• TASK DIRECTIONS:
Rewrite the items below as a numbered list, one line per number, and leave out any blank lines.
____
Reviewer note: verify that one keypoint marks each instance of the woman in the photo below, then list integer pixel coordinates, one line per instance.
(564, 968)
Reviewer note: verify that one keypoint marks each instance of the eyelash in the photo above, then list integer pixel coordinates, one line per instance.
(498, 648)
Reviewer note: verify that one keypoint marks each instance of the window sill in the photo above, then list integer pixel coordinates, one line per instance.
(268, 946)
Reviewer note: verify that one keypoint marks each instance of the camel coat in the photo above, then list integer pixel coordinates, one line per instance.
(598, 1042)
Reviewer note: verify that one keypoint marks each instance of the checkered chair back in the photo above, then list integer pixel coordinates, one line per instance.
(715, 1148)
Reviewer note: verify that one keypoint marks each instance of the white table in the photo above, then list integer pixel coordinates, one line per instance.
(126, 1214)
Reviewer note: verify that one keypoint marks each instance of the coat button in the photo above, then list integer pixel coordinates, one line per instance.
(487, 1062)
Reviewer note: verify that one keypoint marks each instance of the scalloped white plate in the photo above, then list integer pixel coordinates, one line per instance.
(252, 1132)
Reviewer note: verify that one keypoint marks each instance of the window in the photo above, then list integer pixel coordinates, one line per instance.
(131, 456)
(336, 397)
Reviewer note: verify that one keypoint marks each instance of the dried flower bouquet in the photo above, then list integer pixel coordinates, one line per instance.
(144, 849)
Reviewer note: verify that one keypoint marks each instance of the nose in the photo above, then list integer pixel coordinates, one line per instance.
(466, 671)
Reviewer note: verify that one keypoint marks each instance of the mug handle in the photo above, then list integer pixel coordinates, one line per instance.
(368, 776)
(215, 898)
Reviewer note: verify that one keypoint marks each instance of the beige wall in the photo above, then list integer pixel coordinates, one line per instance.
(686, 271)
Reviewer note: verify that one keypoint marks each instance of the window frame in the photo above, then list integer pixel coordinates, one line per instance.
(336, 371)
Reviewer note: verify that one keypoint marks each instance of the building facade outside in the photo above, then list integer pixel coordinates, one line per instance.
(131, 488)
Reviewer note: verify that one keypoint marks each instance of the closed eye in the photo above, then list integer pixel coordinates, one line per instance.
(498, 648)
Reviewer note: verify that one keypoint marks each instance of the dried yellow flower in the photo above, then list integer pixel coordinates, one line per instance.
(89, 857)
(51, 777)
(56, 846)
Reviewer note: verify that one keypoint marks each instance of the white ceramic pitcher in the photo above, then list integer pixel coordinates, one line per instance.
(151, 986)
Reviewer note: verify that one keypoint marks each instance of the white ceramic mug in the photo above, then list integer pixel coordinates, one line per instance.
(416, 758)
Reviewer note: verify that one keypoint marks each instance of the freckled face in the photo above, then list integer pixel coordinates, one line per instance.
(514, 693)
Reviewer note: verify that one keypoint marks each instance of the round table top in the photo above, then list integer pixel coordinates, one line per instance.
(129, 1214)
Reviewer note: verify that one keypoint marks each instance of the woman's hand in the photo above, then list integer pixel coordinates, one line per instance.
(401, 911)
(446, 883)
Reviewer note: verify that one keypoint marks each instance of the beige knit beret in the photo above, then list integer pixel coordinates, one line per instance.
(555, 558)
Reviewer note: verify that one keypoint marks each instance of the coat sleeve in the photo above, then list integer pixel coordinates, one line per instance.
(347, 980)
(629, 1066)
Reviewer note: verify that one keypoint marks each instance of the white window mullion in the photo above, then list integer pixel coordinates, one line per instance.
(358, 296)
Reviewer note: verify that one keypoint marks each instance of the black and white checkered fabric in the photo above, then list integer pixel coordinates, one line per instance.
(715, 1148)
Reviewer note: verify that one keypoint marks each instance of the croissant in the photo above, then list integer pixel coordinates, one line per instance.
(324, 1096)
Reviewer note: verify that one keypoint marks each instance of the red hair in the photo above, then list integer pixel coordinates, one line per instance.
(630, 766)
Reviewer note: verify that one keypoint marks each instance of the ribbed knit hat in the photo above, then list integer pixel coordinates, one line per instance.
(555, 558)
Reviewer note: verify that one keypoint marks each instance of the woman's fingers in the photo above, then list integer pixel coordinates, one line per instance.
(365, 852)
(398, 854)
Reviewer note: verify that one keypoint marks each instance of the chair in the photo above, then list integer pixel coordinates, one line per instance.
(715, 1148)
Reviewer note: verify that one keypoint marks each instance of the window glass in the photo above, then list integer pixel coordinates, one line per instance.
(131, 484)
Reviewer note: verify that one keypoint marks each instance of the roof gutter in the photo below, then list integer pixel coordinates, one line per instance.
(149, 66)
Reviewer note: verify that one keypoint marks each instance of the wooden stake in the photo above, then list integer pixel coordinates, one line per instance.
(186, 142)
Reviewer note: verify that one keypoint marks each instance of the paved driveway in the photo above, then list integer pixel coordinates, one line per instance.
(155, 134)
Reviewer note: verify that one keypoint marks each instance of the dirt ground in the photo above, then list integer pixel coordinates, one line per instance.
____
• RESULT OF THIS EXERCISE:
1. Reviewer note: verify that one keypoint marks each instance of the woman in the photo below, then list integer pixel coordinates, one line per instance.
2. (564, 968)
3. Reviewer note: verify that one keypoint marks each instance of the eyelash in the photo above, then list integer pixel coordinates, one line per instance.
4. (498, 648)
5. Reviewer note: verify that one keypoint marks each instance of the window sill in the photo above, then list integer pixel coordinates, one line per instance.
6. (268, 946)
7. Reviewer note: verify that one keypoint marks each instance of the camel coat in the photo above, then list integer pixel coordinates, one line per instance.
8. (598, 1042)
9. Reviewer note: verify that one keypoint marks each instance of the checkered chair back in the photo above, then list integer pixel coordinates, one line per instance.
10. (715, 1148)
11. Reviewer note: verify that one keypoint marks each instance of the white table in the photo above, then list integer pixel coordinates, one line per instance.
12. (126, 1214)
13. Reviewer note: verify that one keypoint marks each instance of the coat button in the photo above, then list integer pixel coordinates, one line per instance.
14. (487, 1062)
15. Reviewer note: verify that one keypoint marks each instance of the scalloped white plate in the photo above, then list integer pixel coordinates, one line per instance.
16. (252, 1132)
17. Reviewer note: verify that one keypoint marks each instance of the window in the photo above, then list integer pixel coordinates, one line per instance.
18. (131, 456)
19. (336, 397)
20. Reviewer note: verify that one keypoint marks each instance of the dried flower bouquet in the photo above, then list integer pixel coordinates, one line per instance.
21. (144, 849)
22. Reviewer note: verify that one keypoint marks each instance of the nose in the photo above, then list integer pixel coordinates, one line per instance.
23. (466, 671)
24. Reviewer note: verify that one keypoint marks each instance of the mug handle in the photo above, then list integer pixel coordinates, one line per instance.
25. (368, 776)
26. (215, 898)
27. Reviewer note: verify that one keypoint marks each instance of the beige wall in the photo above, then list integer pixel coordinates, one line per instance.
28. (686, 271)
29. Reviewer note: verify that one keypoint marks each instance of the window frame in the photo above, then list integer pixel coordinates, one line per instance.
30. (336, 371)
31. Reviewer note: verify that one keypoint marks each instance of the building facade outside in the photo above, then list integer pixel coordinates, one line per instance.
32. (131, 488)
33. Reviewer note: verify that one keypoint marks each instance of the closed eye in the photo above, then list integer pixel coordinates, one line per instance.
34. (498, 648)
35. Reviewer note: verify that one keypoint marks each instance of the dried yellow flower in the photo above, then list integer pixel coordinates, one line per instance.
36. (89, 857)
37. (51, 777)
38. (56, 846)
39. Reviewer note: verify that one keypoint marks each instance of the white ceramic pitcher in the photo above, then list integer pixel coordinates, one line per instance.
40. (151, 986)
41. Reviewer note: verify that one keypoint marks each instance of the white ceramic mug in the photo above, then list integer pixel coordinates, one line per instance.
42. (416, 758)
43. Reviewer note: verify that one keypoint marks each instance of the freckled face in the photo above, then list integer pixel coordinates, one line per instance.
44. (514, 693)
45. Reviewer note: verify that one keypoint marks each instance of the round table top in the photo above, then list integer pixel coordinates, one line per instance.
46. (129, 1214)
47. Reviewer note: verify that one keypoint marks each instance of the woman's hand in the photo above, then list integer pixel coordinates, one line per instance.
48. (401, 911)
49. (446, 883)
50. Reviewer note: verify that one keypoint marks each instance of the beige knit beret in the photo above, then list integer pixel coordinates, one line per instance.
51. (555, 558)
52. Reviewer note: verify that one keypoint marks each instance of the coat sleeve in the photo above, then list integer pixel coordinates, one line per instance.
53. (347, 980)
54. (629, 1066)
55. Reviewer note: verify that one keypoint marks each instance of the white window mullion in the photo above, then list integer pixel coordinates, one line per instance.
56. (358, 296)
57. Reviewer note: verify that one keypoint marks each instance of the black and white checkered fabric in the photo above, then list integer pixel coordinates, one line per instance.
58. (715, 1148)
59. Reviewer note: verify that one keypoint marks each instance of the croissant in the photo above, then list integer pixel coordinates, one line per instance.
60. (324, 1096)
61. Reviewer note: verify that one keypoint marks each instance of the red hair in the photo above, then list integer pixel coordinates, one line per instance.
62. (630, 766)
63. Reviewer note: verify that one keypoint marks each instance of the ribbed knit hat in the photo above, then list integer pixel coordinates, one line per instance.
64. (555, 558)
65. Reviewer note: verify that one keypoint marks each instance of the woman's fingers in the photo above, then list integer pixel coordinates, one line per instance.
66. (365, 852)
67. (398, 854)
68. Reviewer note: verify that one keypoint marks each instance of the chair in the photo above, then list integer pixel coordinates, one line per instance.
69. (715, 1148)
70. Reviewer note: verify that one keypoint marks each instance of the window glass in the photo above, then list integer pixel coordinates, one line per instance.
71. (131, 484)
72. Reviewer note: verify that one keypoint marks each instance of the roof gutter in the photo below, then list integer pixel coordinates, one line per instance.
73. (149, 66)
74. Reviewer note: verify that one keypoint marks each instance of the wooden stake in the photo above, then list integer pixel coordinates, one line per instance.
75. (186, 142)
76. Reviewer note: verify that one keypoint marks each instance of the paved driveway in the photo above, then list integer pixel coordinates, one line per instance.
77. (155, 134)
78. Reviewer note: verify that one keypoint marks each instance of the dirt ground in the photo above, then list integer pixel coordinates, one line per instance.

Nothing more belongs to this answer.